In a modern experience, my mind’s eye is cast back to a home decorating book titled "Choosing a Colour Scheme" (published in 1988) that gave examples on how to use colour successfully in a domestic setting. It featured two photographs of a living room, taken from the same viewpoint, that was illuminated in the daytime and also at night. I was intrigued at how objects, colours and ambience were transformed radically by illumination.
A few years back I obtained a copy of "David Hockney's Pictures" (published 2004), a fabulous book featuring the prominent British painter's prolific output depicting everyday life, portraits and scenery. It included two Picasso-esque paintings of an interior of a beach house, one by day and one by night. Like the living room photographs featured in the decorating book mentioned above, the beach house in Hockney's paintings illustrated both subtle and stark colours in a localised environment when illuminated by contrasting lighting conditions.

# [Data]
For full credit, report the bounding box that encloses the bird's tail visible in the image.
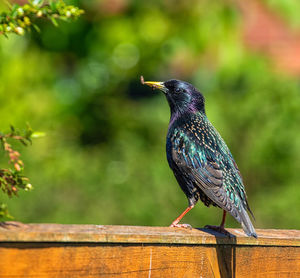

# [Your tasks]
[1] According to the text on daytime and nighttime lighting in interiors, in what year was the home decorating book "Choosing a Colour Scheme" published?
[2] In the text on daytime and nighttime lighting in interiors, rewrite the stretch from "A few years" through "contrasting lighting conditions.", switching "beach house" to "lake house".

# [Exercise results]
[1] 1988

[2]
A few years back I obtained a copy of "David Hockney's Pictures" (published 2004), a fabulous book featuring the prominent British painter's prolific output depicting everyday life, portraits and scenery. It included two Picasso-esque paintings of an interior of a lake house, one by day and one by night. Like the living room photographs featured in the decorating book mentioned above, the lake house in Hockney's paintings illustrated both subtle and stark colours in a localised environment when illuminated by contrasting lighting conditions.